### [WORK TO BE COMPLETED]
Reproduce word for word the part of the forum thread on archery tabs below that runs from "## minnie3 (Jul" up to and including "in the rain.".

# new tab



## dragonheart (Jul 18, 2008)

*Tab*

If it is a 2 layer tab, I trim off the second backing and just shoot with the one layer of cordavan to get a better string feel.


----------



## big cypress (Jul 31, 2006)

shot a couple dozen more this morning and found that where spacer meets tab pinches my finger . my other tab the inner leather wraps up side of felt spacer block making it more comfortable . still feel the bateman gives me a cleaner release .


----------



## big cypress (Jul 31, 2006)

paid $16 for this tab and have app. 40 shots with it . if anyone is interested i'd be happy to sell it .


----------



## big cypress (Jul 31, 2006)

ttt


----------



## fingers (May 27, 2002)

Bateman's tabs are good tabs but I think there are some that are more forgiving, and I say that from experience. I actually think the most accurate tab for fingers is a broken in calf hair tab like Neet offers. Just my opinion but faster isn't always more accurate.


----------



## big cypress (Jul 31, 2006)

still like to sell tab if anyone is interested .


----------



## big cypress (Jul 31, 2006)

ttt


----------



## big cypress (Jul 31, 2006)

uuuhhhh, is that a ''no'' .


----------



## CutTheLoop (Dec 26, 2007)

fingers said:


> Bateman's tabs are good tabs but I think there are some that are more forgiving, and I say that from experience. I actually think the most accurate tab for fingers is a* broken in calf hair tab like Neet *offers. Just my opinion but faster isn't always more accurate.


Only tab I shoot.:thumbs_up


----------



## big cypress (Jul 31, 2006)

no interest in bateman ?


----------



## StalkingWolf (Feb 23, 2010)

I have a Wilson tab with the spacer and two layers cut out. I would have a hard time switching.


----------



## minnie3 (Jul 28, 2009)

dont think bateman tabs are available here. nice website they have, great variety to choose from. i like calf hair tabs with a spacer, and have just bought my second one. i wore the hair off the upper finger edge where the string formed a groove, possibly because i shoot 2 very small fingers under with 34'' ata bow and 25'' draw. could also be that it cost $18 australian dollars, the cheapest available. shot hundreds of arrows with it though. have yet to find how they go when shooting in the rain.


----------



## Dave2 (Jan 24, 2003)

### [EXCERPTED DATA]
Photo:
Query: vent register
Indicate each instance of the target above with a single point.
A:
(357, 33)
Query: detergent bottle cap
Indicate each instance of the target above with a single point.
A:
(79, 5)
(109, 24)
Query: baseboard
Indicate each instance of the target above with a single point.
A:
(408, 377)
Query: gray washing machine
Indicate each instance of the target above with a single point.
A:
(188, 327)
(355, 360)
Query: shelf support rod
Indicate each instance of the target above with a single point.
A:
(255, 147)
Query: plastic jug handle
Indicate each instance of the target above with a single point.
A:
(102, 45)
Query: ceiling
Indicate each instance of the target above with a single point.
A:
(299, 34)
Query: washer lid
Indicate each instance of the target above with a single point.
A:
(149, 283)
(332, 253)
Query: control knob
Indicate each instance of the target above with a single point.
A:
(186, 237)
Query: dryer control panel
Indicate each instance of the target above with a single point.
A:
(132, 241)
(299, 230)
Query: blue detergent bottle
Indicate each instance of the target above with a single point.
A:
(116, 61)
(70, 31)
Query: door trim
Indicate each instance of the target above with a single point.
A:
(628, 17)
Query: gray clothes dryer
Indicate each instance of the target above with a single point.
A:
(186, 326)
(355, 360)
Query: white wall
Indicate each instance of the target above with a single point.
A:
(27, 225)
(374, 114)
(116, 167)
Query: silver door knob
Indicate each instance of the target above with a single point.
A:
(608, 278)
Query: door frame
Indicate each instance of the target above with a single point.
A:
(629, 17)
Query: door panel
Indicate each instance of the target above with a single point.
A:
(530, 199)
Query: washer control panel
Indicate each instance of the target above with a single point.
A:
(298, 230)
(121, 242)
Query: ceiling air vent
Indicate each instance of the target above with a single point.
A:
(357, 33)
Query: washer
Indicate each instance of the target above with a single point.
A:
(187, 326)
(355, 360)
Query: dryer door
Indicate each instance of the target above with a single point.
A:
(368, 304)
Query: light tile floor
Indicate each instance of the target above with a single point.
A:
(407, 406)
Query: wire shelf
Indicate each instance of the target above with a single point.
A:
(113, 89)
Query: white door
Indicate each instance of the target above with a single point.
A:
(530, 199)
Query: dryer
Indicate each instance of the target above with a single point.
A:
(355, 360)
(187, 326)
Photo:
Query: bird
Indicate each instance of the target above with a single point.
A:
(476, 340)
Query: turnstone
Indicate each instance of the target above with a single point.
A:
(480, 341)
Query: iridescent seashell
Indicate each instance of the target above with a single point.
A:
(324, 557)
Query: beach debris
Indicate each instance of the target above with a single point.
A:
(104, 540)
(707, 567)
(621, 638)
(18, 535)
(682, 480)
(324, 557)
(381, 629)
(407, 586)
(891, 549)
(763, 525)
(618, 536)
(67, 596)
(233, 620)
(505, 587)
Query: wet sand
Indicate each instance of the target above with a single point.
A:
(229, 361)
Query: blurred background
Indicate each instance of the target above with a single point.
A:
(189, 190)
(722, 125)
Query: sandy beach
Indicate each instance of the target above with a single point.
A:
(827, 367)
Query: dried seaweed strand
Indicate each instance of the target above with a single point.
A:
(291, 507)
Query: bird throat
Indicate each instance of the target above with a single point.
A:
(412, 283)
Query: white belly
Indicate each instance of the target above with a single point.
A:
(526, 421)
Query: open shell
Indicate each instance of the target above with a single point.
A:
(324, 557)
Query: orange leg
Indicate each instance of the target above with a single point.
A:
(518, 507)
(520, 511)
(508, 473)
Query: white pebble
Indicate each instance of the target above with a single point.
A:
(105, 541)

### [RESULT BELOW]
## minnie3 (Jul 28, 2009)

dont think bateman tabs are available here. nice website they have, great variety to choose from. i like calf hair tabs with a spacer, and have just bought my second one. i wore the hair off the upper finger edge where the string formed a groove, possibly because i shoot 2 very small fingers under with 34'' ata bow and 25'' draw. could also be that it cost $18 australian dollars, the cheapest available. shot hundreds of arrows with it though. have yet to find how they go when shooting in the rain.